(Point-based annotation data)

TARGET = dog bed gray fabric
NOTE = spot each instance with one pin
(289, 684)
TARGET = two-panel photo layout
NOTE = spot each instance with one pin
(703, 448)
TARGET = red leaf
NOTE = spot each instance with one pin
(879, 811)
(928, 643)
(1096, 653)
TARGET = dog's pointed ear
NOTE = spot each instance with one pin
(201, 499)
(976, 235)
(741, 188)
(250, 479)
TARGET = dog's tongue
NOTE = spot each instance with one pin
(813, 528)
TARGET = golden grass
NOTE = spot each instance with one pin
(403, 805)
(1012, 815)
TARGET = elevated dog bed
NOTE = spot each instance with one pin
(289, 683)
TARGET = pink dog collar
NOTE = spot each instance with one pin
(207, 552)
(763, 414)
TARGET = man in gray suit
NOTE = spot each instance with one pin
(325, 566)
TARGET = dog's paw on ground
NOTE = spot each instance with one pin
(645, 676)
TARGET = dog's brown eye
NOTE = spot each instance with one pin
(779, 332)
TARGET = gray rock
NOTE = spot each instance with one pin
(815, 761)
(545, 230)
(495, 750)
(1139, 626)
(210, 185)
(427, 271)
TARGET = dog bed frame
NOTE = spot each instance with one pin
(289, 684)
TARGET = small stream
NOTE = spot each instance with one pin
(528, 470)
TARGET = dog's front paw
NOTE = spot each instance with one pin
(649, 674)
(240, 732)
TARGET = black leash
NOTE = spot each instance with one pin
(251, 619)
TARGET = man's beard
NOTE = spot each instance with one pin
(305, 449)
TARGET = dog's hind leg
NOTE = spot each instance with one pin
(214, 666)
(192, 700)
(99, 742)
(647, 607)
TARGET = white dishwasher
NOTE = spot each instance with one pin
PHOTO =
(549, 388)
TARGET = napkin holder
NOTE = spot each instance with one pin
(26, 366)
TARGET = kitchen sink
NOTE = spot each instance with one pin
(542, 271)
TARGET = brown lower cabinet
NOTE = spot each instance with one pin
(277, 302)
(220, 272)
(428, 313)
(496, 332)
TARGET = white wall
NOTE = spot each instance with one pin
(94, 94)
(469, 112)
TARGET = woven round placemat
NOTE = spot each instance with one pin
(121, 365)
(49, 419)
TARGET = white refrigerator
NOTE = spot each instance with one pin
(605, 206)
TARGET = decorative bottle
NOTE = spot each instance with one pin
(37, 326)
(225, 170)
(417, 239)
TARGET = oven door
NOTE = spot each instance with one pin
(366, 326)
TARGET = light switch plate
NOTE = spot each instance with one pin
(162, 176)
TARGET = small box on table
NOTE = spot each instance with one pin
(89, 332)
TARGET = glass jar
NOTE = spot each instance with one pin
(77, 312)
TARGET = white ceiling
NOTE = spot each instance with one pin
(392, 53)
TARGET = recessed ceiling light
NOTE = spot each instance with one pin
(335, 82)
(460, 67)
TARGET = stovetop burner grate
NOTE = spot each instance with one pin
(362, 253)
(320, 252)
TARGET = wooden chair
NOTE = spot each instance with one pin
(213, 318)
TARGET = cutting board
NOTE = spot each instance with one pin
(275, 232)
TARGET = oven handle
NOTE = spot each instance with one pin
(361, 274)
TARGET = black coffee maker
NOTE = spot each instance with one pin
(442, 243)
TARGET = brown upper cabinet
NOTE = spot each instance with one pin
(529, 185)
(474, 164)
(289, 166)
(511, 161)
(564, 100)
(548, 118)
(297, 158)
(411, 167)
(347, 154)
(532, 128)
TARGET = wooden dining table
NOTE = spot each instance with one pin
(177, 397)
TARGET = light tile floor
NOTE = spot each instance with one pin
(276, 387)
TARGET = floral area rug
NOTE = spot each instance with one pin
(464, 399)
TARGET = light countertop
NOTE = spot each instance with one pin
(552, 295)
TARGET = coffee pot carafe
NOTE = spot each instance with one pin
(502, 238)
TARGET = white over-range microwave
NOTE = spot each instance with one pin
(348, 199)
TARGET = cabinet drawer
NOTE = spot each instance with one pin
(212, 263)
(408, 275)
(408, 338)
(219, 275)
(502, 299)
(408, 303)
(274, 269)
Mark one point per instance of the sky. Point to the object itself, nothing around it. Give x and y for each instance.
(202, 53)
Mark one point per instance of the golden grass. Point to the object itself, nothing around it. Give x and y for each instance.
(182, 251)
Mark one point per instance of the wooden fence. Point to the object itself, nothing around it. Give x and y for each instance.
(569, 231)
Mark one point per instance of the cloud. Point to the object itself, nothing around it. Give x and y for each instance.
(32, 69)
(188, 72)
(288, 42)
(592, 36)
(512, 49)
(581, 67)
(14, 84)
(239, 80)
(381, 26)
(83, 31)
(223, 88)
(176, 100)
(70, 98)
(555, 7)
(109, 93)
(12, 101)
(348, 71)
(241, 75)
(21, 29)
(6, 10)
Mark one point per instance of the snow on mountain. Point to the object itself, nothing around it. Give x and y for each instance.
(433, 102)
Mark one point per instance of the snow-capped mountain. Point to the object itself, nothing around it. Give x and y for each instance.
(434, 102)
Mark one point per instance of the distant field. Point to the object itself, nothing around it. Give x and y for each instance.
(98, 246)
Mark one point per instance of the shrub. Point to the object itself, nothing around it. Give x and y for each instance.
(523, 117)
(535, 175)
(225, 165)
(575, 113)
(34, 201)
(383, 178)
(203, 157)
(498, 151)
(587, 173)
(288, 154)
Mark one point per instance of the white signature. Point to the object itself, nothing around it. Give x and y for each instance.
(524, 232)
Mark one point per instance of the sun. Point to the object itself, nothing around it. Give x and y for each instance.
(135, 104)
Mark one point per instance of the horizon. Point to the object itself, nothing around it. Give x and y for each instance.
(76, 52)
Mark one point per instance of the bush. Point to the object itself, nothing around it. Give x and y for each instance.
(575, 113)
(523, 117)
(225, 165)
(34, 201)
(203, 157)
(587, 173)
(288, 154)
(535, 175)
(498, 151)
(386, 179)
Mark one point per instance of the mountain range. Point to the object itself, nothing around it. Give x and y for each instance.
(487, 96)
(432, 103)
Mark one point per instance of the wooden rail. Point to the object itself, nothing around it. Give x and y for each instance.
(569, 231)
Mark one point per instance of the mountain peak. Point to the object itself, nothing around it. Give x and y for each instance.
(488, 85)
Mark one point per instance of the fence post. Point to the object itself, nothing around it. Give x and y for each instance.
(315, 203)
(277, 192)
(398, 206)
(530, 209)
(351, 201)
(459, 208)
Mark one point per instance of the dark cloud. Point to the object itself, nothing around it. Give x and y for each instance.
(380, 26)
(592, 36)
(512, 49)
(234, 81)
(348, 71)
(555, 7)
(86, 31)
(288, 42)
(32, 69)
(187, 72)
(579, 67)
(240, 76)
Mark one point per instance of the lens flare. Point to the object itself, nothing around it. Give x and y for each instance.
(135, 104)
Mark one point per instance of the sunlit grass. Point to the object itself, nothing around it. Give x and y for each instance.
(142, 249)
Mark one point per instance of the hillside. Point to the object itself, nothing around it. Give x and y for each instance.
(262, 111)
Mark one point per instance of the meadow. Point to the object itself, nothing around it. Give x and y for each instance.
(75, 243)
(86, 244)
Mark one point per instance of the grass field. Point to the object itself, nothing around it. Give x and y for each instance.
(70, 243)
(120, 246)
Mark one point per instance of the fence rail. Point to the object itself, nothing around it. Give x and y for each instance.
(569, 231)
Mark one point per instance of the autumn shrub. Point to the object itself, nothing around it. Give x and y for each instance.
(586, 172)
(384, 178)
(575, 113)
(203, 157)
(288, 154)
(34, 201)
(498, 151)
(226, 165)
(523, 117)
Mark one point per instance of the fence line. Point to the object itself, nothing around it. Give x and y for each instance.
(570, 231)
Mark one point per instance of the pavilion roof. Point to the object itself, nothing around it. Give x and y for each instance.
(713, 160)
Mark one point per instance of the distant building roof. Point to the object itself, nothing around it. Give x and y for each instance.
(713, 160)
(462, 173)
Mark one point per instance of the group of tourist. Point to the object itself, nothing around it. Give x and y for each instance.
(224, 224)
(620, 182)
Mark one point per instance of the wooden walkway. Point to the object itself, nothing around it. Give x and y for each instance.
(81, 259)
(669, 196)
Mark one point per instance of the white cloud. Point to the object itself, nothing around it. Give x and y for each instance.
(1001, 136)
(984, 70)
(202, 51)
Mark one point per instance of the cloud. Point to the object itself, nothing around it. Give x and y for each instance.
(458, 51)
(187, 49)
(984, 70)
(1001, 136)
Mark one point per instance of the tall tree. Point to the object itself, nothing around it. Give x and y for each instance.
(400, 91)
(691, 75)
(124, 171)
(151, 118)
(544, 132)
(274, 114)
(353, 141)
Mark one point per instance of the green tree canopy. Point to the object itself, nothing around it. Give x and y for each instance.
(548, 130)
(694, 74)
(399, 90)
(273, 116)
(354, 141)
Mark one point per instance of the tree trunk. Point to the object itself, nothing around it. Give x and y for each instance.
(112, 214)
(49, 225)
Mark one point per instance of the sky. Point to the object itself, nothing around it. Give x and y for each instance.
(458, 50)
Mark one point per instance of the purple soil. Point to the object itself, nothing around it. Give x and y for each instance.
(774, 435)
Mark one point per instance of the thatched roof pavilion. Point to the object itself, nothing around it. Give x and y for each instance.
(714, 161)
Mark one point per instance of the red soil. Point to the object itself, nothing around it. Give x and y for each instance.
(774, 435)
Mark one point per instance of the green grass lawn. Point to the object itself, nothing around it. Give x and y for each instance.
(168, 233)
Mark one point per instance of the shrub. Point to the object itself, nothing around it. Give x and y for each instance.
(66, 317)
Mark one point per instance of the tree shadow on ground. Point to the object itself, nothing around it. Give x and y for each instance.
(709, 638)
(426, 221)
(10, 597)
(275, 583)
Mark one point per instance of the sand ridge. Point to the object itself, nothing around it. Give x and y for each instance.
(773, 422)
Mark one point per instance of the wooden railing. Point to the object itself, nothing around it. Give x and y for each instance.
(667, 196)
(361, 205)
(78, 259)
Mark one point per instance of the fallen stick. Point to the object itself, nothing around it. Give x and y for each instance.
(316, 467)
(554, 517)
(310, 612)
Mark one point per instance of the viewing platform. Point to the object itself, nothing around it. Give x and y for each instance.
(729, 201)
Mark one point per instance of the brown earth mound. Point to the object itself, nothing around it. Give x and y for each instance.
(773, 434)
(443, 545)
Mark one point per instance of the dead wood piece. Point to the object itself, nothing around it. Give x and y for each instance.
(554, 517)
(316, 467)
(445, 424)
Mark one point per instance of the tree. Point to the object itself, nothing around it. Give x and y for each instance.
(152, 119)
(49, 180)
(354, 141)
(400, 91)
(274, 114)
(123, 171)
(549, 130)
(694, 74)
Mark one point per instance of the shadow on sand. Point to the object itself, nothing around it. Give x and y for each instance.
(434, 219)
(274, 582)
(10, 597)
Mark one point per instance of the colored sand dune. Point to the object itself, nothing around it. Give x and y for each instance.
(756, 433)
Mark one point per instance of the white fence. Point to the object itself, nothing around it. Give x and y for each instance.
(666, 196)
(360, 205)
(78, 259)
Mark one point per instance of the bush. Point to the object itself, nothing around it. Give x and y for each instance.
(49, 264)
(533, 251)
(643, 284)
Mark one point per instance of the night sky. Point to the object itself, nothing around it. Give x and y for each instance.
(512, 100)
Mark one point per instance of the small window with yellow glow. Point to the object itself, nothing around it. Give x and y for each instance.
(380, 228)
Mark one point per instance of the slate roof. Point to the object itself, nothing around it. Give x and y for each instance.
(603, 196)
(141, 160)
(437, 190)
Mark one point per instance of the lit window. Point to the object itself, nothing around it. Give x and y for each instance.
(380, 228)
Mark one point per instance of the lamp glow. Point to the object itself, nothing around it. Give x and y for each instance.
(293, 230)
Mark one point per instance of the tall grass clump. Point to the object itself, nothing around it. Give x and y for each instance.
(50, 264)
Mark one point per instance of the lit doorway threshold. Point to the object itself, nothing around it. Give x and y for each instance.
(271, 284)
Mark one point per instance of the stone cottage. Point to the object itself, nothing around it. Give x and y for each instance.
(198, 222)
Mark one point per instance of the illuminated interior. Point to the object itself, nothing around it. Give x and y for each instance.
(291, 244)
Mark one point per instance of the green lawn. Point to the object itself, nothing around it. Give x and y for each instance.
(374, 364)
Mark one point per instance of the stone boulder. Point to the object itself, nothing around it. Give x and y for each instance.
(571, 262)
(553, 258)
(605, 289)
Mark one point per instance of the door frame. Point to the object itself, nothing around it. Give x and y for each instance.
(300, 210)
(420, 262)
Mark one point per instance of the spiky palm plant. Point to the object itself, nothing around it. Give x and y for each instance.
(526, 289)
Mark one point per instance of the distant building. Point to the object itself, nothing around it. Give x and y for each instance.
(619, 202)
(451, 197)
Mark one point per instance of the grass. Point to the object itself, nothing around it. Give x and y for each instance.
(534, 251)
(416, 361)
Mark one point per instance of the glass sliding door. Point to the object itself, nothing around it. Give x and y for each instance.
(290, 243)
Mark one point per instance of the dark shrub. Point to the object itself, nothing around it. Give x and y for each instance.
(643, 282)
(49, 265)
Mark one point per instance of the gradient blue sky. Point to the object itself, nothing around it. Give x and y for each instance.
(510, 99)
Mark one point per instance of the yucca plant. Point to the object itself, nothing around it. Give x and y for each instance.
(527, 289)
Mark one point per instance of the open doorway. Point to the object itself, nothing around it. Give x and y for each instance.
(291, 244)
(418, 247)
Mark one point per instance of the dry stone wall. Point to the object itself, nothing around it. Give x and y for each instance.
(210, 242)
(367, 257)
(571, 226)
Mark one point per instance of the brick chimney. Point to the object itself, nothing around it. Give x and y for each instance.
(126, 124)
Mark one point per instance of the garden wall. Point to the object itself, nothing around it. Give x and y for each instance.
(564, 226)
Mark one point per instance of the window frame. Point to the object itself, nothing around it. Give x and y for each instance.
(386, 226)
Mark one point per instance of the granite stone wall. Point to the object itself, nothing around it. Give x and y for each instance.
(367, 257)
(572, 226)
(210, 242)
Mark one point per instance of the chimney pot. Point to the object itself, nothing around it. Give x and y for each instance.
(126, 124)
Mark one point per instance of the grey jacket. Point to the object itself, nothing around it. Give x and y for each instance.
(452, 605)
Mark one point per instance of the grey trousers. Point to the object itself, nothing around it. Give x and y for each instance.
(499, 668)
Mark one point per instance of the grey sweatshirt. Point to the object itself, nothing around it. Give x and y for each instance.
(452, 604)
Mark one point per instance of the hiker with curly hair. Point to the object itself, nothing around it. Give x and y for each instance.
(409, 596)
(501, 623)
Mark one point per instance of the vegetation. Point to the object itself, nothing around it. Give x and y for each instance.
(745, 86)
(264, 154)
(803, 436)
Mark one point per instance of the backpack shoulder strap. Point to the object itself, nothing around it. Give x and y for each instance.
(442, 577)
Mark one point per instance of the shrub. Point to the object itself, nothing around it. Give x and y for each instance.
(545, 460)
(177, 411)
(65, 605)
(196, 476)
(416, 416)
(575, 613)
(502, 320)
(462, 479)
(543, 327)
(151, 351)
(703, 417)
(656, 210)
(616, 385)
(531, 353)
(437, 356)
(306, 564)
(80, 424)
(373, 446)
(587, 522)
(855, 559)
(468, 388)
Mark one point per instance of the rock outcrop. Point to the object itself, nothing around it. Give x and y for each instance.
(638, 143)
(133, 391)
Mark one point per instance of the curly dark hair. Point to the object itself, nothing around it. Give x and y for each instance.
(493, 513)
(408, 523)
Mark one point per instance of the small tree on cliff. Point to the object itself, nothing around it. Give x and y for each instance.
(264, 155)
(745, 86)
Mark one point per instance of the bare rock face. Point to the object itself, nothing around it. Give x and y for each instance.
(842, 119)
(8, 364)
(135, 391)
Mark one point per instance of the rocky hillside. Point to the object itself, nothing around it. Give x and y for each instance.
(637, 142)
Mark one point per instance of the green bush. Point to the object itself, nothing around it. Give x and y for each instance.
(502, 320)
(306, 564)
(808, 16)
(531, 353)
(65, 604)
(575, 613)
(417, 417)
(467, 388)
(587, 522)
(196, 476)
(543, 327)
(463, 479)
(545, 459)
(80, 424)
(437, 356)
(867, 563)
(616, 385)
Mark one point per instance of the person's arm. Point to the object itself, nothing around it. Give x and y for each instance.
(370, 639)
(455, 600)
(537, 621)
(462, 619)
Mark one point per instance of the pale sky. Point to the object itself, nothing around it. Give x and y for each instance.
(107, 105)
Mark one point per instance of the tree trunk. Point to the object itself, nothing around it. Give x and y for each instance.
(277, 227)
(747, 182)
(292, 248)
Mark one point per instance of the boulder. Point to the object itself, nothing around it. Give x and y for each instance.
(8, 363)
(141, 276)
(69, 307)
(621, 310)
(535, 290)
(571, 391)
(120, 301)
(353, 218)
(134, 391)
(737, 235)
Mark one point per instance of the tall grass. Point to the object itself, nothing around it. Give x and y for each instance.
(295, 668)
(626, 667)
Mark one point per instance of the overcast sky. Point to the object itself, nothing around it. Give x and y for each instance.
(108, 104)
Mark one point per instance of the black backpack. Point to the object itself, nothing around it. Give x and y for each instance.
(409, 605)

• Given task: Starting with the line that contains "Mark one point per instance of the person's", print each line through the last one in the listing. Include both end lines and add nothing.

• Exercise response:
Mark one point per instance of the person's arm. Point to the object itself, nothing around it. Give x and y for each instance.
(370, 639)
(455, 600)
(537, 621)
(462, 619)
Mark one point per instance of the pale sky. Point to the object itself, nothing around it. Give x and y for each instance.
(107, 105)
Mark one point per instance of the tree trunk. Point to the object itself, nothing around it. Give x and y for each instance.
(277, 227)
(747, 182)
(292, 248)
Mark one point per instance of the boulder. Point to the object itself, nothing around it. Give x and y for each instance.
(8, 363)
(141, 276)
(69, 307)
(621, 310)
(535, 290)
(571, 391)
(120, 301)
(353, 218)
(134, 391)
(737, 235)
Mark one point per instance of the tall grass. Point to the object itself, nothing around it. Give x and y for each instance.
(295, 668)
(626, 667)
Mark one point per instance of the overcast sky. Point to the object itself, nothing around it. Give x and y for each instance.
(108, 104)
Mark one point per instance of the black backpack. Point to the object itself, nothing around it. Give x and y for each instance.
(409, 605)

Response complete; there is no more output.